Excerpts from segmentation records
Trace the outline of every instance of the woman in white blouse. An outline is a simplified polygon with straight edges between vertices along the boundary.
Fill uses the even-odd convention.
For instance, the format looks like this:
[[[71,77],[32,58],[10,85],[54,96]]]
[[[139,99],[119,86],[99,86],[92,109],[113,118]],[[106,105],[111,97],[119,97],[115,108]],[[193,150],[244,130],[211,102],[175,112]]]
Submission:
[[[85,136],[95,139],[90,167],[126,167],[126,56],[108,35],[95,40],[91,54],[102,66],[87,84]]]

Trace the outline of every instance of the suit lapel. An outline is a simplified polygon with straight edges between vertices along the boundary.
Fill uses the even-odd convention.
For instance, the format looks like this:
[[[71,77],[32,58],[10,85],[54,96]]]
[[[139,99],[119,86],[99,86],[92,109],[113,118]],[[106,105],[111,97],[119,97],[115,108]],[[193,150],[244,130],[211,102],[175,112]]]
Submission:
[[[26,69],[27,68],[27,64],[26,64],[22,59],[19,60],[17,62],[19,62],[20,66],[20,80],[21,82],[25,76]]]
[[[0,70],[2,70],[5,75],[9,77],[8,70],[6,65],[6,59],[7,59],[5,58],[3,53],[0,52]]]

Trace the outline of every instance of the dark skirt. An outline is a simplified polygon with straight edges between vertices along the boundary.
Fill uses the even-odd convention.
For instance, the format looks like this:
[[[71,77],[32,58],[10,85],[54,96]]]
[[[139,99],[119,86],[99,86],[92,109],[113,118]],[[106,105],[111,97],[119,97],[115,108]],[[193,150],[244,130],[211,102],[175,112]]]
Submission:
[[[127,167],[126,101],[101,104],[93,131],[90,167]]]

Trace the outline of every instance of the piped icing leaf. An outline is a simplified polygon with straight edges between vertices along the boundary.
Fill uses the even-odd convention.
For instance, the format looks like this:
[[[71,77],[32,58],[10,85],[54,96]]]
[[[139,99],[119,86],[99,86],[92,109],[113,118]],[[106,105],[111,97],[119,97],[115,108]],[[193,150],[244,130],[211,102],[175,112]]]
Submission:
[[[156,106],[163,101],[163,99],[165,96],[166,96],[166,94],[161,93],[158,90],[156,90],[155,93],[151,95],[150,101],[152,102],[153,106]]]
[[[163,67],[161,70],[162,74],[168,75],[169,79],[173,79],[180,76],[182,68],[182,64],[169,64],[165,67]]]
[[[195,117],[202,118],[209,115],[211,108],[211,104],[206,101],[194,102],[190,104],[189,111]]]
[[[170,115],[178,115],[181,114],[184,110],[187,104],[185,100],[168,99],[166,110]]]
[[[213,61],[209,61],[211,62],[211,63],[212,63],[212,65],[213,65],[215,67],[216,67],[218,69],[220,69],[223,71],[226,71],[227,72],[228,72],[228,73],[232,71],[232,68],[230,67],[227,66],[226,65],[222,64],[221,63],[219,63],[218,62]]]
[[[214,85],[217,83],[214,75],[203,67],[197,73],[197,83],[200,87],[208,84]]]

Goal:
Transcribe every entry exactly.

Exercise result:
Trace the outline of every instance of the woman in white blouse. An outline is a simplified polygon with straight edges between vertices along the boundary.
Fill uses the even-odd convention.
For instance, the format looks like this:
[[[71,77],[32,58],[10,85],[54,96]]]
[[[139,99],[119,86],[99,86],[92,109],[113,118]],[[106,105],[111,97],[119,97],[115,108]],[[193,150],[244,130],[211,102],[175,112]]]
Submission:
[[[85,136],[95,139],[90,167],[126,167],[126,56],[108,35],[95,40],[91,54],[102,66],[87,84]]]

Trace the outline of every instance of the suit lapel. An outline is a simplified polygon with straight edges between vertices along the boundary.
Fill uses the even-odd convention.
For instance, the format looks like this:
[[[71,77],[32,58],[10,85],[54,96]]]
[[[139,99],[119,86],[99,86],[92,109],[113,118]],[[106,105],[111,97],[119,97],[115,108]],[[193,150],[244,130],[211,102],[175,112]]]
Submission:
[[[26,69],[27,68],[27,64],[26,64],[22,59],[19,60],[17,62],[19,62],[20,66],[20,80],[21,82],[25,76]]]
[[[0,70],[2,70],[5,75],[9,77],[8,70],[6,65],[6,59],[7,59],[5,58],[3,53],[0,52]]]

Trace the outline of every instance of the dark skirt. An outline is a simplified polygon with straight edges between vertices along the boundary.
Fill uses the even-odd convention.
For instance, the format looks like this:
[[[71,77],[32,58],[10,85],[54,96]]]
[[[139,99],[119,86],[99,86],[92,109],[113,118]],[[106,105],[111,97],[119,97],[115,108]],[[193,150],[244,130],[211,102],[175,112]]]
Submission:
[[[127,167],[126,101],[101,104],[93,131],[90,167]]]

Trace the outline of every instance of the piped icing leaf. An outline is a simplified polygon with straight edges between vertices along the boundary.
Fill uses the even-odd convention.
For instance, the format looks like this:
[[[71,77],[32,58],[10,85],[54,96]]]
[[[139,99],[119,86],[99,86],[92,109],[113,118]],[[106,105],[111,97],[119,97],[115,108]],[[193,150],[244,130],[211,102],[175,112]]]
Submission:
[[[156,106],[163,101],[163,99],[165,96],[166,96],[166,94],[161,93],[158,90],[156,90],[155,93],[151,95],[150,101],[152,102],[153,106]]]
[[[163,67],[161,70],[162,74],[168,75],[169,79],[173,79],[180,76],[182,68],[182,64],[169,64],[165,67]]]
[[[195,117],[202,118],[209,115],[211,108],[211,104],[206,101],[194,102],[190,104],[189,111]]]
[[[170,115],[178,115],[181,114],[184,110],[187,104],[185,100],[168,99],[166,110]]]
[[[213,61],[209,61],[211,62],[211,63],[212,63],[212,65],[213,65],[215,67],[216,67],[218,69],[220,69],[223,71],[226,71],[227,72],[228,72],[228,73],[232,71],[232,68],[230,67],[227,66],[226,65],[222,64],[221,63],[219,63],[218,62]]]
[[[214,85],[217,83],[214,75],[203,67],[197,73],[197,83],[200,87],[208,84]]]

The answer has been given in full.